▶ 課題の条件
このコラムでかぎかっこ「」に入っている発言をすべて書き出してください。

▶ 読む文章
□ □ □ □
コラム
COLUMN
できるできないって自分で決めるんだぜ
仕事をしていると、たまに耳にします。
「それは○○さんには無理だよね」。
客観的に見てその子の能力以上のことをここで無理にさせてしまうと、相手にも迷惑をかけるし、何より本人がキャパオーバーになってしまう。
両者ともいいことがないので、ストッパーのような意味合いで使うことも多々あることでしょう。
実は私もそれが、いい事の部類に思っていました。あの日までは。
僕もみんなと同じことがしたい
うちの長男は、未熟児で生まれ2歳で自閉症と診断を受け、3歳でもやもや病になり2度開頭手術をしたという、文字にするととても大変な男。
未就学児の頃なんて、ほぼ毎日何かしら体調を崩したり、虚脱発作が出たりなどを繰り返していたので自動的に私自身に刷り込まれていたんですよね。
「この子は、人並みのことをするのが難しい」って。
そんなこんなを繰り返しながら、気づけば10歳。
昔のように倒れたり等が少なくなったころに、近所にトランポリン教室があることが分かりました。
本人がというよりも、落ち着きがない弟のストレス発散になればと体験を申込したのですが「僕もやりたい」とのこと。
特段反対する理由もないので、一緒にトランポリンを始めました。
□ □ □ □
収集データ:
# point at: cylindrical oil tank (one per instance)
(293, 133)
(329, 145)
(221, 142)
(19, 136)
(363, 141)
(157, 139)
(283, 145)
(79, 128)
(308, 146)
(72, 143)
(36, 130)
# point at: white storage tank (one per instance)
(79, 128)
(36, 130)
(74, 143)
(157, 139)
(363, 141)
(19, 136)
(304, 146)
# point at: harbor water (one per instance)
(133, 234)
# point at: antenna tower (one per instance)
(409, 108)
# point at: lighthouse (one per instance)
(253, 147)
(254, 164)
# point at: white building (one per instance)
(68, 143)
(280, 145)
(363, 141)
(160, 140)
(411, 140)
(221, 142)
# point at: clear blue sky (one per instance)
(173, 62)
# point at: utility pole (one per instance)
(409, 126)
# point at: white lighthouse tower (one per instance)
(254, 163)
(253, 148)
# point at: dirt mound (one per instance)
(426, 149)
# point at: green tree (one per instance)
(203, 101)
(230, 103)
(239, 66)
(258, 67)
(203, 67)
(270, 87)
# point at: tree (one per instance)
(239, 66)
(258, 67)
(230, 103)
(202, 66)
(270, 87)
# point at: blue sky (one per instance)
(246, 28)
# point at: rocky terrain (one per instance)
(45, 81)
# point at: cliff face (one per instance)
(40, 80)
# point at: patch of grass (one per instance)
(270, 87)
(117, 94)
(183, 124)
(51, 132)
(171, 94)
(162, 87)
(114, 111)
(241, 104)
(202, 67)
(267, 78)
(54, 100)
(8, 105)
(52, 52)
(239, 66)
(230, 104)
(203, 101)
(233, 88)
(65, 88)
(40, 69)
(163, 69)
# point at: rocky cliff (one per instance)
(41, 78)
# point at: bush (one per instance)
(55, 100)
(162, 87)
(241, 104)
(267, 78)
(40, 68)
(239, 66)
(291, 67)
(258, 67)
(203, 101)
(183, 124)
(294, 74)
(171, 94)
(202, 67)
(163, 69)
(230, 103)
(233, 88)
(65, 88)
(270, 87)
□ □ □ □
▶ 想定解答
「それは○○さんには無理だよね」
「この子は、人並みのことをするのが難しい」
「僕もやりたい」